Written problem: Tally the lines among the entries below that contain the word "window". Reply with the number alone.

Working data:
# # #
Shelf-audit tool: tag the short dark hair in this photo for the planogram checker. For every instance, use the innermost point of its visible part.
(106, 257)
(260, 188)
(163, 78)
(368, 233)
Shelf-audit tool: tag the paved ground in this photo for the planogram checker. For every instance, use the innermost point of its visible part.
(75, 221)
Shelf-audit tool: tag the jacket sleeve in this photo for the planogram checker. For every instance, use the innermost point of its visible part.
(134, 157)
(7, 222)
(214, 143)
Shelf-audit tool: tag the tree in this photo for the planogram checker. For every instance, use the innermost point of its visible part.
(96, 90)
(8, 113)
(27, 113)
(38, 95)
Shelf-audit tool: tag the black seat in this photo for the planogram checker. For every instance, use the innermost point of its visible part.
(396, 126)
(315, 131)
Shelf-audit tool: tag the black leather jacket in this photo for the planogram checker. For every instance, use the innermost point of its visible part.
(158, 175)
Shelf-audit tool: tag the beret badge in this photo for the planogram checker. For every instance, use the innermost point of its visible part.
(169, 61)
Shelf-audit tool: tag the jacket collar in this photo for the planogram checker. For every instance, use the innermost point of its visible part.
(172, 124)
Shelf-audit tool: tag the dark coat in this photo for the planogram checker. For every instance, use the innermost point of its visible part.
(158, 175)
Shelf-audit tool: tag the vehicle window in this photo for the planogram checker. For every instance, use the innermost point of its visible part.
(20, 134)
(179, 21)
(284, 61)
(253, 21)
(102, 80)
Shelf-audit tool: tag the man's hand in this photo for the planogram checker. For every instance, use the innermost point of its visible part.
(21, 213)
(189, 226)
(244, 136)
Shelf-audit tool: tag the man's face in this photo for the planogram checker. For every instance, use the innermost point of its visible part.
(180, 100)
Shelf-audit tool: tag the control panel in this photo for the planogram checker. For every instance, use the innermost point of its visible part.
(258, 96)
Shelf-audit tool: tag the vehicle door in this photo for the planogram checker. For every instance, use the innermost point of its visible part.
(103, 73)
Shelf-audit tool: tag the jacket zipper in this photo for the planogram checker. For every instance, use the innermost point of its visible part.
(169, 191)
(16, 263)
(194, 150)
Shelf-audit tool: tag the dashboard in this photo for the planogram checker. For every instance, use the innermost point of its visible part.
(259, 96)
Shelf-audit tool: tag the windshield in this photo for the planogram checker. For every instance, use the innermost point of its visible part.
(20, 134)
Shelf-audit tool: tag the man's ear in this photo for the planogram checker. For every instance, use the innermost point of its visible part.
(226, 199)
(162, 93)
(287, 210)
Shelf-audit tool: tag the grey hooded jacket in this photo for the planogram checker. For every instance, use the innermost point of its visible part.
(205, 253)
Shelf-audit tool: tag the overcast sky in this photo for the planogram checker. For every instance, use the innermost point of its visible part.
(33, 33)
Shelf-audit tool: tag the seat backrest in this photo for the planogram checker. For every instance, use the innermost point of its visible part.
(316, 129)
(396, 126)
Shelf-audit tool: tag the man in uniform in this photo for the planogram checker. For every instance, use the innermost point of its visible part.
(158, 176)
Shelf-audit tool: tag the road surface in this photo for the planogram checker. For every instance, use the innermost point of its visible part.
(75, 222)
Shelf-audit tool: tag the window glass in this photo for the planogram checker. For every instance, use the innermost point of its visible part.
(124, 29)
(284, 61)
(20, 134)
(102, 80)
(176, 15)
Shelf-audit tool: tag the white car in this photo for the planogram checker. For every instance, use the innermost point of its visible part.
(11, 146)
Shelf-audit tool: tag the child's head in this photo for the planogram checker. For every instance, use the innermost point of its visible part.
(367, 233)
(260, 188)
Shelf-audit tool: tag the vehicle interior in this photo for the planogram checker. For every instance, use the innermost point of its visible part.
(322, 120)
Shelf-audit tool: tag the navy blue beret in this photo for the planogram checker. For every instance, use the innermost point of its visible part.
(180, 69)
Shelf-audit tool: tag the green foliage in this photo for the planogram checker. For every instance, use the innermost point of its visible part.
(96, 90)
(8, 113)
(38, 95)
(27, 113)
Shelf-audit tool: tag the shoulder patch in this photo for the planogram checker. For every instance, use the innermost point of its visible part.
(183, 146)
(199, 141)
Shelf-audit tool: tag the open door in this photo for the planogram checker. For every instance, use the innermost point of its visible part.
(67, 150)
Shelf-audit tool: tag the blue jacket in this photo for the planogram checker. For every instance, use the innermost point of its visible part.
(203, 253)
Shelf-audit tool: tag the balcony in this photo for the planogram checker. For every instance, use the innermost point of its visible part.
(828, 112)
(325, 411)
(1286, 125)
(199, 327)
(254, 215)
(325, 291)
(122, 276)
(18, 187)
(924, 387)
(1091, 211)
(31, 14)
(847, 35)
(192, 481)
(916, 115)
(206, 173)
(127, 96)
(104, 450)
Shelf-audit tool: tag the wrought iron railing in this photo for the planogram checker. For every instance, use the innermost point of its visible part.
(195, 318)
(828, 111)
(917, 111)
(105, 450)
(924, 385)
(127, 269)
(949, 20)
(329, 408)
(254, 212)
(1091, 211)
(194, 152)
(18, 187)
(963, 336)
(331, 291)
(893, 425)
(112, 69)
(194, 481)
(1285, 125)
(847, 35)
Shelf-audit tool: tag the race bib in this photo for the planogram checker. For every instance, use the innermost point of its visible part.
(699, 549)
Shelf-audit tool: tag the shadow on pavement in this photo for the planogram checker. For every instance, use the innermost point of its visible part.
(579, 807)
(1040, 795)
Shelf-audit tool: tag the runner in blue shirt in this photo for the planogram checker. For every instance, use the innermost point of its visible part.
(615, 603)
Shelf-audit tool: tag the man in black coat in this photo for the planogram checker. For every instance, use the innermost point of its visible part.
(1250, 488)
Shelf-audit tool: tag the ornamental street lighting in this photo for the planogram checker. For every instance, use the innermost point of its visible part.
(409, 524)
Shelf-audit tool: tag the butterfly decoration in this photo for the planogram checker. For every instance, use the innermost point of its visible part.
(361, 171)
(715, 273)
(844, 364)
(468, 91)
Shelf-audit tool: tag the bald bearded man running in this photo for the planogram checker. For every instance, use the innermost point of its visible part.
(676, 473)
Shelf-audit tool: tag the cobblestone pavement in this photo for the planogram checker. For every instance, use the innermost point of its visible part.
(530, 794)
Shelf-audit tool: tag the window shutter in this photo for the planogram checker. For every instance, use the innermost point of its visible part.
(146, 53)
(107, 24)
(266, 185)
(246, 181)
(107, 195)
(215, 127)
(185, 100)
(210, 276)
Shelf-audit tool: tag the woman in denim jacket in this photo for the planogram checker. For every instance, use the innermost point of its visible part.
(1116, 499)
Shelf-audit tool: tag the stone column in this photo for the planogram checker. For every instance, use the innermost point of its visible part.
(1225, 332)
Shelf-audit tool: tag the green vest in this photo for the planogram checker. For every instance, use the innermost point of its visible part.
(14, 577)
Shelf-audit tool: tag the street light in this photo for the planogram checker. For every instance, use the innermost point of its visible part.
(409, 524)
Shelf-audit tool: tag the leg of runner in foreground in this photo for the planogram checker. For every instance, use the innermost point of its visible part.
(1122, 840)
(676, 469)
# # #
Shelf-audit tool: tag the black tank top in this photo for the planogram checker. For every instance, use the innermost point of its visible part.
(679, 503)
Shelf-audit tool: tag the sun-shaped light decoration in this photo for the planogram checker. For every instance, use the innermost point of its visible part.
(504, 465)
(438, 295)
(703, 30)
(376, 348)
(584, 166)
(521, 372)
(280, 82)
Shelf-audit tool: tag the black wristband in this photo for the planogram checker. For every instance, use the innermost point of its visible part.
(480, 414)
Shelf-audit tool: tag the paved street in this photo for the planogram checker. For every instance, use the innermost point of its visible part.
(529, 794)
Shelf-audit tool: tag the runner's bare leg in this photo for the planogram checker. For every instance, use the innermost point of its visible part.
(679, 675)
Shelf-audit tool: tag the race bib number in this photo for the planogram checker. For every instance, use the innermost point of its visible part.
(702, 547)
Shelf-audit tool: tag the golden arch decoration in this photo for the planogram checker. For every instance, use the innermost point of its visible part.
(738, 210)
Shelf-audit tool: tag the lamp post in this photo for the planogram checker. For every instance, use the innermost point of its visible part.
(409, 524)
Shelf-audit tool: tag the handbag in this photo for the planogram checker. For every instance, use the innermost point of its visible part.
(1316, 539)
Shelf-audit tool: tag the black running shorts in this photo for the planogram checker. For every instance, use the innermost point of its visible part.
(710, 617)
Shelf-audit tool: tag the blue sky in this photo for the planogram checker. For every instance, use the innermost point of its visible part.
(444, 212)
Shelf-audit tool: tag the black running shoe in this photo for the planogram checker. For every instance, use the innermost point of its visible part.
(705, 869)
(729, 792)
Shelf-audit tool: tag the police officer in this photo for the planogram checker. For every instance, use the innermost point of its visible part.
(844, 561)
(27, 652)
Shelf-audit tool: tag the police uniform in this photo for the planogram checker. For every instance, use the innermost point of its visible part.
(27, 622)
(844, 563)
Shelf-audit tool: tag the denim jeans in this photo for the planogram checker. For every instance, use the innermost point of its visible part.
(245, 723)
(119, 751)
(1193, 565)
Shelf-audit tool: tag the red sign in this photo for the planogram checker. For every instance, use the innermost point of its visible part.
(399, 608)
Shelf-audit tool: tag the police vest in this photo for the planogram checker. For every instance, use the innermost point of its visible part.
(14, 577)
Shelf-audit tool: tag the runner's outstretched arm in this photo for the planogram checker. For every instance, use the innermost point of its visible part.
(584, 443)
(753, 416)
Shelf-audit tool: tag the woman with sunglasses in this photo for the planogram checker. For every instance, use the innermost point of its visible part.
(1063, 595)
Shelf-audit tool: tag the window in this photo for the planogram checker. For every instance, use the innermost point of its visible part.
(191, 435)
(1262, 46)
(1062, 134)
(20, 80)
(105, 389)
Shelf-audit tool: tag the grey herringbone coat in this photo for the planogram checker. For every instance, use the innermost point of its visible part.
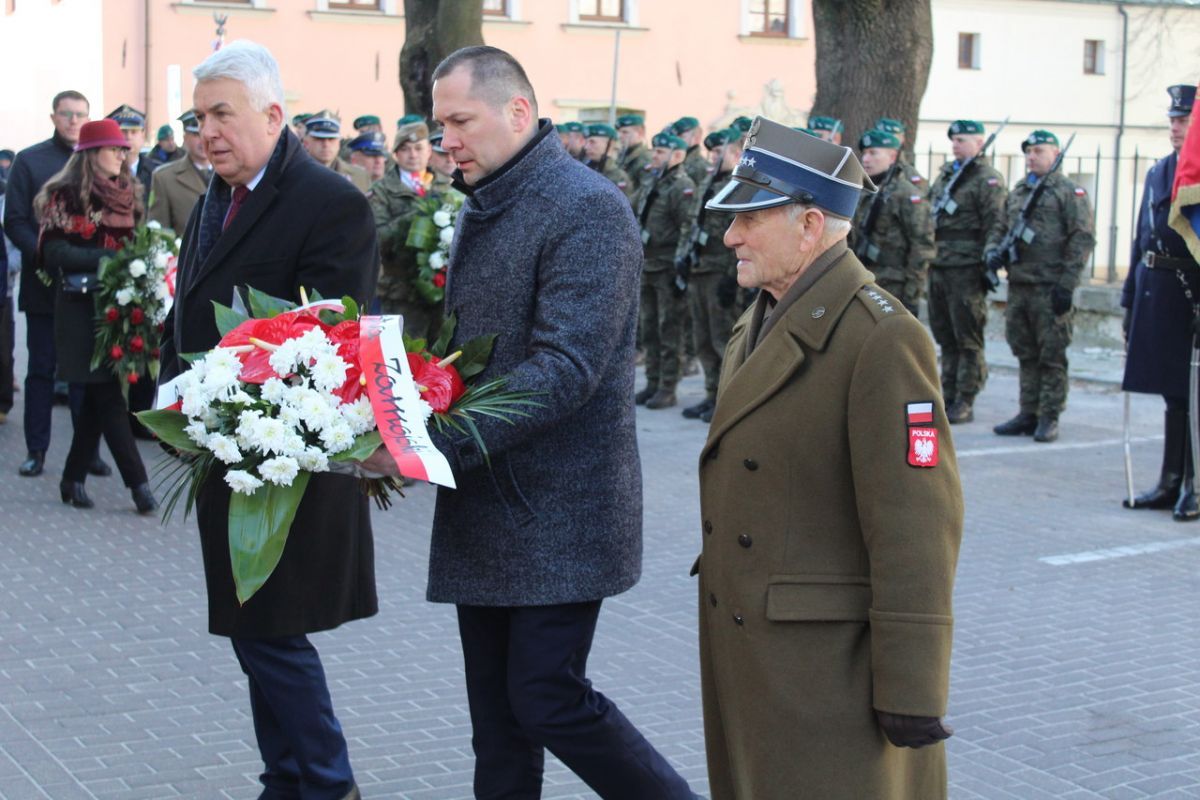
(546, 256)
# # #
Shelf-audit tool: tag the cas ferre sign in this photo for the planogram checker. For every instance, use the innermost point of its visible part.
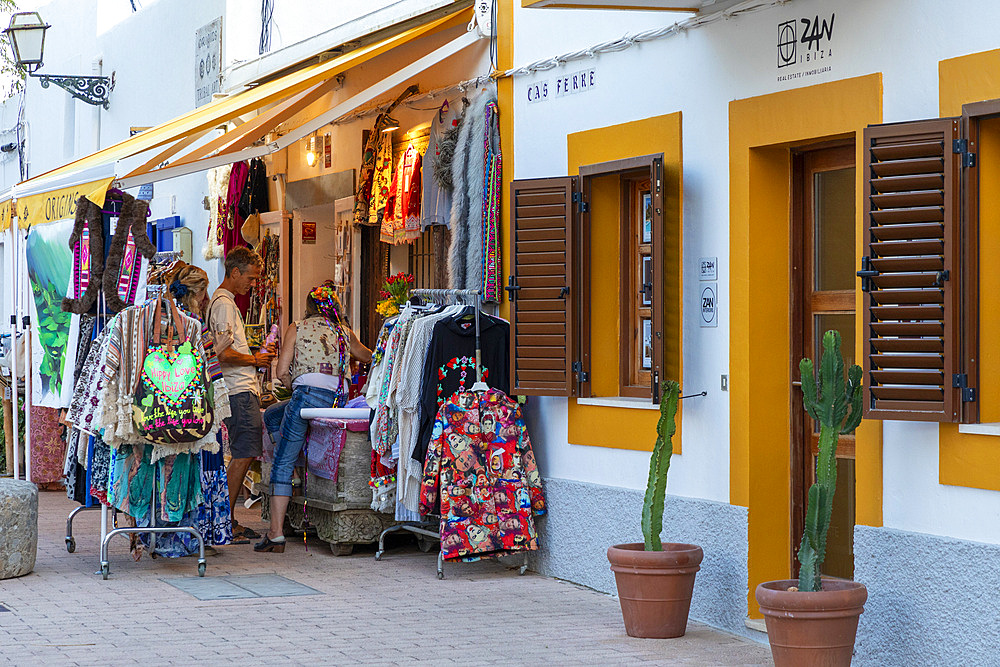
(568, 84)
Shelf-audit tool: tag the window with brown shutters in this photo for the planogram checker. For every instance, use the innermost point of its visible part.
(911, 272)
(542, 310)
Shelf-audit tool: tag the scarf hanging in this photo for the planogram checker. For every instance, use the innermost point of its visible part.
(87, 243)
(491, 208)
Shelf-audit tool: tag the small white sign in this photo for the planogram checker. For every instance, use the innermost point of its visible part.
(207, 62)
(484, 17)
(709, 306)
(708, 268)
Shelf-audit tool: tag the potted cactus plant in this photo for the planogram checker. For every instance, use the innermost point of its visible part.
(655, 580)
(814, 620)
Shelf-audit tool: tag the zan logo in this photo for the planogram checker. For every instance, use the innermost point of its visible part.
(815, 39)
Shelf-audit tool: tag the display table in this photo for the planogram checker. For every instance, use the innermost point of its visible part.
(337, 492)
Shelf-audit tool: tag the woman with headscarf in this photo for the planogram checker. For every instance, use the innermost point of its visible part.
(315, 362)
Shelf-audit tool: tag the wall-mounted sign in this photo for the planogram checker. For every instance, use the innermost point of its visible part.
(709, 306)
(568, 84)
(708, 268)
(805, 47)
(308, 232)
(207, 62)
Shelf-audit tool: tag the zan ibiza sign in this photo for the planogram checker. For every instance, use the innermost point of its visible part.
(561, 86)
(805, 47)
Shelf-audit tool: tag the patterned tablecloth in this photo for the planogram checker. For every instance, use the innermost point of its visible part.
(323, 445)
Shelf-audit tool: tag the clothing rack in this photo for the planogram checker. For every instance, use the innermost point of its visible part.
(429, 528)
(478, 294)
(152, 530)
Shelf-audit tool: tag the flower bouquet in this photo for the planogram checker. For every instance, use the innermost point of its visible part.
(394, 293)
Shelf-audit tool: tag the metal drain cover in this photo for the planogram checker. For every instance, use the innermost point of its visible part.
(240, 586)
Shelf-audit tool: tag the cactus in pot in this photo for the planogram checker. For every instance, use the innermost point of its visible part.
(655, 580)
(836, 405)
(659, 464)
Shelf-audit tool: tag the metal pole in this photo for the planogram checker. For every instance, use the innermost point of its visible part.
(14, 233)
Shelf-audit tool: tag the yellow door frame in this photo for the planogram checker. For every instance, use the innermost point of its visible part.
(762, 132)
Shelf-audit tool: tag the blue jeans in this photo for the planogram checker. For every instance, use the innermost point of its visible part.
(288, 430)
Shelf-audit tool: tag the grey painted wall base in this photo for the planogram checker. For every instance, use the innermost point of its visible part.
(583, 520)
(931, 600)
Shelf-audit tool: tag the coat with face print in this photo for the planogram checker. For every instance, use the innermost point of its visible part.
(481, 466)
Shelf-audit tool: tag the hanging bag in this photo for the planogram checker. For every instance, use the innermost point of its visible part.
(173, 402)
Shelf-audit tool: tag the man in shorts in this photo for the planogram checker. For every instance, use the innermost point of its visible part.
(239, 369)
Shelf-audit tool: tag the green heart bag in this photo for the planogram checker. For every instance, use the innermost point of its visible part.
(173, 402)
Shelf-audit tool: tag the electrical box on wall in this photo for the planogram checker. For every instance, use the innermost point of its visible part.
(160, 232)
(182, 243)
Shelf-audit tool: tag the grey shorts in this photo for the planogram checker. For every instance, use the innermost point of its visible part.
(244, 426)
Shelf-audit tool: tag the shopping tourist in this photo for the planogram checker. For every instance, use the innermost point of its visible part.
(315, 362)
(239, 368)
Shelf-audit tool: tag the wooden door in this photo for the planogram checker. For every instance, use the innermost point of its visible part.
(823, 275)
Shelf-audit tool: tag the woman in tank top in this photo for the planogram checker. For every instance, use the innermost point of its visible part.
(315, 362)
# # #
Final result: 5